### PROVIDED ENTRIES ###

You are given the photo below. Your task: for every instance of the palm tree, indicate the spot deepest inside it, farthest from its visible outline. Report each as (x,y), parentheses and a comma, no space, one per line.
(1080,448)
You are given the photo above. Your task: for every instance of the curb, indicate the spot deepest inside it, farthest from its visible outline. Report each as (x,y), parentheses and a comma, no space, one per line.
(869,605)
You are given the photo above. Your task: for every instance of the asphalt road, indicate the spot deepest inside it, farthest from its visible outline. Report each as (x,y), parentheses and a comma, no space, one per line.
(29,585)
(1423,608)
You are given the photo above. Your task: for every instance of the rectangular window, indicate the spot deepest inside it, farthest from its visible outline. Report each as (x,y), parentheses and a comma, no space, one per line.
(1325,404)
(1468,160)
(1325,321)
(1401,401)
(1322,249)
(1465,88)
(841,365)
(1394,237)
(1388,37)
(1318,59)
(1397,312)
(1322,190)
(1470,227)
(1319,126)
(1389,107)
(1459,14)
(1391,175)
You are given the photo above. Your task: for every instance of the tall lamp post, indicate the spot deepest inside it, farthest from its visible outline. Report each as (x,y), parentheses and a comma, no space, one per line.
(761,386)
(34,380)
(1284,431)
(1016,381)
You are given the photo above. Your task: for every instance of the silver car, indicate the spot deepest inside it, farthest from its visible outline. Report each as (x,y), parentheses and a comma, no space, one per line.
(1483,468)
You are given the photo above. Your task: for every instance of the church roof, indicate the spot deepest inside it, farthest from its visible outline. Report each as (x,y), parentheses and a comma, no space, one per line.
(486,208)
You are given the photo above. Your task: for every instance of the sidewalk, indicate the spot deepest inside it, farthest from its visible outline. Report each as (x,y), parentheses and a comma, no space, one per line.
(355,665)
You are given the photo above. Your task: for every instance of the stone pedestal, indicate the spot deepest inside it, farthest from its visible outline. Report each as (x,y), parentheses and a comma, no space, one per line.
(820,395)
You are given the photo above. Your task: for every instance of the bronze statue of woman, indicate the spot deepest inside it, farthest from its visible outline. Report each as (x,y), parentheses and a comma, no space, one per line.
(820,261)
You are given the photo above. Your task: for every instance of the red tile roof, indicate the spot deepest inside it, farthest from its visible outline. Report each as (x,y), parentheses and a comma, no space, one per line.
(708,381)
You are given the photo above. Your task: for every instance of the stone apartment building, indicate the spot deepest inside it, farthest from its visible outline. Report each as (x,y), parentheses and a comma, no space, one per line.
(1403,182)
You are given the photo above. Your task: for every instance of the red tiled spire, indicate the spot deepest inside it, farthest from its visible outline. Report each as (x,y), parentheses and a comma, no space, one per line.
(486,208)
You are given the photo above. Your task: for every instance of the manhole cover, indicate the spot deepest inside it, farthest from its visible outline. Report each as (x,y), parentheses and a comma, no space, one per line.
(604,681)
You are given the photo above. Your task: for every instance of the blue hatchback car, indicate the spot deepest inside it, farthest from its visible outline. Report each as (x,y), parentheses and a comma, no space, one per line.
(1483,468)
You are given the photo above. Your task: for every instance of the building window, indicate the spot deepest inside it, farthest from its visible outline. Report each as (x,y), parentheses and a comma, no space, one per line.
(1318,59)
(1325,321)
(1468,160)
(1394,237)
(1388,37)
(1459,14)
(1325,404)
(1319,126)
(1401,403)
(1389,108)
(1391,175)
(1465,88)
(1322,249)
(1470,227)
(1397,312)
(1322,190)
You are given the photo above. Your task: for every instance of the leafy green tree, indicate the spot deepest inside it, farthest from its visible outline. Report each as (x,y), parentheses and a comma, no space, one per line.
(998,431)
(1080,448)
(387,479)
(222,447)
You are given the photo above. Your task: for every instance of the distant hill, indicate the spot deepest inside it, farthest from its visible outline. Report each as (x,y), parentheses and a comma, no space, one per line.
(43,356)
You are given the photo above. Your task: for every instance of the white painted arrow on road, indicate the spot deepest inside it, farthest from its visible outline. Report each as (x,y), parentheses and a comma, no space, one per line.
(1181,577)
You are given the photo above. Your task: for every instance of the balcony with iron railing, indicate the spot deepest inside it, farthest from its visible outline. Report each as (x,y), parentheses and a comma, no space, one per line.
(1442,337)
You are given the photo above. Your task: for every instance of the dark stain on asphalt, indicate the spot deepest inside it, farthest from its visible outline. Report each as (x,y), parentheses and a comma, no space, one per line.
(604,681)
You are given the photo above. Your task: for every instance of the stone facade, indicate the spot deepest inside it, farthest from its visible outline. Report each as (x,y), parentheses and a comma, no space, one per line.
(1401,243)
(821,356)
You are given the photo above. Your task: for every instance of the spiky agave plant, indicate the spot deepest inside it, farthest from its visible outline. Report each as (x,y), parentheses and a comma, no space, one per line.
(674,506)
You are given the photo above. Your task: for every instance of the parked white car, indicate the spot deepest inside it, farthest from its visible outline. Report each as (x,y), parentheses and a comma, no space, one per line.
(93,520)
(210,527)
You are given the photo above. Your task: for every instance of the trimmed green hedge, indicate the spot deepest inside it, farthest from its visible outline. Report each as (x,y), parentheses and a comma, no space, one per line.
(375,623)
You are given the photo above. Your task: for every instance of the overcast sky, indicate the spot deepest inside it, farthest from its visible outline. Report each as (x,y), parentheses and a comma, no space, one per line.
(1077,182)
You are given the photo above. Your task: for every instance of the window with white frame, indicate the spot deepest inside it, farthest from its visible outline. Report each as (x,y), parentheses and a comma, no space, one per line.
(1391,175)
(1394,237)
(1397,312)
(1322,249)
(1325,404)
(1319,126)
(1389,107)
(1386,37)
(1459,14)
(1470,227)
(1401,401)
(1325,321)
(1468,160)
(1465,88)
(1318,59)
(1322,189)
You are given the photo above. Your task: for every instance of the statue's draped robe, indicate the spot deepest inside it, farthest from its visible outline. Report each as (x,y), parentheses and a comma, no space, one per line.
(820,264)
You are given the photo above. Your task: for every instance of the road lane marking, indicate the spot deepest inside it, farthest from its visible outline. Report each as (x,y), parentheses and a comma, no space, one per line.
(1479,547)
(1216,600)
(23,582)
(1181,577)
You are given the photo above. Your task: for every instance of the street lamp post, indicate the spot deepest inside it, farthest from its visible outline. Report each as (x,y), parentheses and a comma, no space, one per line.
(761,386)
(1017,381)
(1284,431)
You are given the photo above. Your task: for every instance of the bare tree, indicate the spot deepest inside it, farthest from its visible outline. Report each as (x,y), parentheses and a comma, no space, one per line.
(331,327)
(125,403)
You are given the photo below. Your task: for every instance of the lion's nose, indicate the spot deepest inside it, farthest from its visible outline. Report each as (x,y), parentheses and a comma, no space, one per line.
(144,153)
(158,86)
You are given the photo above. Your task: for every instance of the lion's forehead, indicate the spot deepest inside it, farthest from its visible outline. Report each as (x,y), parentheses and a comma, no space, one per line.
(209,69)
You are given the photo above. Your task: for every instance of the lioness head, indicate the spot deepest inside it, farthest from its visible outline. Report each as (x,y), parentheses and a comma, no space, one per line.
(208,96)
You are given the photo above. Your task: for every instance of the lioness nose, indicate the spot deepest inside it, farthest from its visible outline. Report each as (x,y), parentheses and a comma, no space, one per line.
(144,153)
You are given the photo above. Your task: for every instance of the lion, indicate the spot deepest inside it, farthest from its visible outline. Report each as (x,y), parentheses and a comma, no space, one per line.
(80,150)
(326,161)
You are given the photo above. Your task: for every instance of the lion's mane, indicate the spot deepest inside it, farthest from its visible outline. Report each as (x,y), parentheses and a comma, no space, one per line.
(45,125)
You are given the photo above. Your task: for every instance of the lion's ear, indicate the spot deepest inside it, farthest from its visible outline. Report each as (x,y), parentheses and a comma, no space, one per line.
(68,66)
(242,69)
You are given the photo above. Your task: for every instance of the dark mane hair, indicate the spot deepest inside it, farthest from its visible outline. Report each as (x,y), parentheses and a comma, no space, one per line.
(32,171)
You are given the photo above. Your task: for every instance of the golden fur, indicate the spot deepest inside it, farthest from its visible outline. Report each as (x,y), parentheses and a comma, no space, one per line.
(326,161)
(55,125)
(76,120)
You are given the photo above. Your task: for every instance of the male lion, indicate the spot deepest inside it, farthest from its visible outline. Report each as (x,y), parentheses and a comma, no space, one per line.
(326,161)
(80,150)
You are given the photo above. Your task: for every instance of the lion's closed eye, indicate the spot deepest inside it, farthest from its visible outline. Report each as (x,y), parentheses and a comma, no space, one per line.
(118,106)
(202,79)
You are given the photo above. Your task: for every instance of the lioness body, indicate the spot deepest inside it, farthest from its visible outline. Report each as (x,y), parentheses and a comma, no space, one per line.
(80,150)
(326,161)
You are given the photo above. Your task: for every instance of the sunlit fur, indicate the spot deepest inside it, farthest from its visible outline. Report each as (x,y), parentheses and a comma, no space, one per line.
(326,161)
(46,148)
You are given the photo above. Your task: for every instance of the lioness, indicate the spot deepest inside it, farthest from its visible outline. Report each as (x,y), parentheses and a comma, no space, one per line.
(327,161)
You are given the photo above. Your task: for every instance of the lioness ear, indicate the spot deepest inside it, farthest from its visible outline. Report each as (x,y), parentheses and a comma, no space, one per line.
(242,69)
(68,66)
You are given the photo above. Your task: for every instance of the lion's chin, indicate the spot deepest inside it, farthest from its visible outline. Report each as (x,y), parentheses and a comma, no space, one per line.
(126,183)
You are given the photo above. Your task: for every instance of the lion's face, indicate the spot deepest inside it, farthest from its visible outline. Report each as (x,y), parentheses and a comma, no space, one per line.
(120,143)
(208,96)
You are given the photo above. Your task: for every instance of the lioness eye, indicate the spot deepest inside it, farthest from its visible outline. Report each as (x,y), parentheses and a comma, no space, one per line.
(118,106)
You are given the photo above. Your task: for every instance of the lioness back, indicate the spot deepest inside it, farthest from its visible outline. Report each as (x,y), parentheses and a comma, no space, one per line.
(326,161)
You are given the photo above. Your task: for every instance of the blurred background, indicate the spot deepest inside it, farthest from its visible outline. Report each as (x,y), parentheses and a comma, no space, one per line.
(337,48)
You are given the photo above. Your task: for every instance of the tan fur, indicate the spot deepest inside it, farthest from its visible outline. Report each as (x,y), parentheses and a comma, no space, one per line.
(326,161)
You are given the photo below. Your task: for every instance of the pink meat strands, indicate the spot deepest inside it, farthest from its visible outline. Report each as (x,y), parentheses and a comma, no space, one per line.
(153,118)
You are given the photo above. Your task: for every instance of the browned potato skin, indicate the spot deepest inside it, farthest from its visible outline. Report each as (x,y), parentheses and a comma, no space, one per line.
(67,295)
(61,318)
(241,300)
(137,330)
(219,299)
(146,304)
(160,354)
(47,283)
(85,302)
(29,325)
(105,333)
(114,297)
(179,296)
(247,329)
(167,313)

###

SET PROBLEM
Copy only the stretch running from the line containing "lioness eye, indicate" to the final line of the entries, both ends included, exactly as it stands.

RESULT
You are given the photo above. Your task: for every instance of the lioness eye, indicate the spot deepest inside it, farthest from its visible outline. Report each as (x,y), parentheses and a comma, no space, one per line.
(118,106)
You are given the photo above. Your task: for every instance of the lioness back, indicate the spot deepest inside it, farthest from its visible outline. Report each as (x,y), parentheses and a comma, no space, one per line.
(326,161)
You are given the photo above. Your task: for every instance of the blurred background, indicate the spot deepest inside it, farthest from its visible outline. Report each as (x,y), parentheses and a comma, no space, one per line.
(337,48)
You are given the photo above. Your task: for every instance of the tan fur, indicate the spot deepest inside it, farthest from its visible outline. Report each as (x,y), parentheses and a comma, no space, one per line.
(326,161)
You are given the photo below. Your task: for every instance of the pink meat strands, indicate the spot deepest inside it, farthest from its visible outline. Report each as (x,y), parentheses and a comma, no space, one per line.
(153,118)
You are given the photo above. Your task: for every instance of the browned potato skin, indicate the spot deepest inside it, farthest from its visible outline. Report each as (x,y), parentheses and a comma, no space, one per line.
(67,295)
(61,318)
(241,300)
(137,330)
(219,299)
(146,304)
(160,354)
(47,283)
(85,302)
(29,325)
(105,333)
(114,297)
(179,296)
(247,329)
(167,313)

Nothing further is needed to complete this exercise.